(Photo-based referring expression data)
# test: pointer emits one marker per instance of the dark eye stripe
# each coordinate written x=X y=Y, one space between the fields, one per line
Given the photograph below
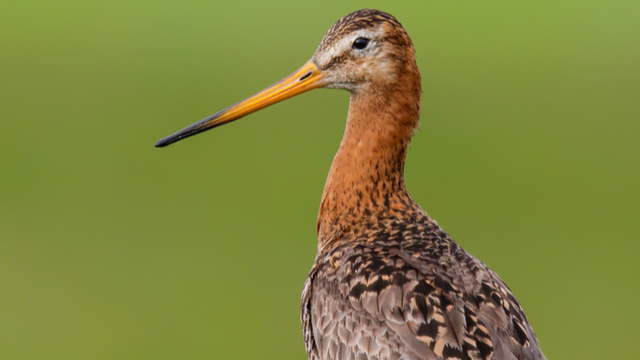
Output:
x=360 y=43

THE TASK: Please retype exactly the lines from the one containing "# each coordinate" to the last line of the records above, both included, without any pictures.

ANSWER TO THIS TASK:
# each coordinate written x=X y=Y, one space between the fields, one per line
Given the photograph below
Output:
x=360 y=43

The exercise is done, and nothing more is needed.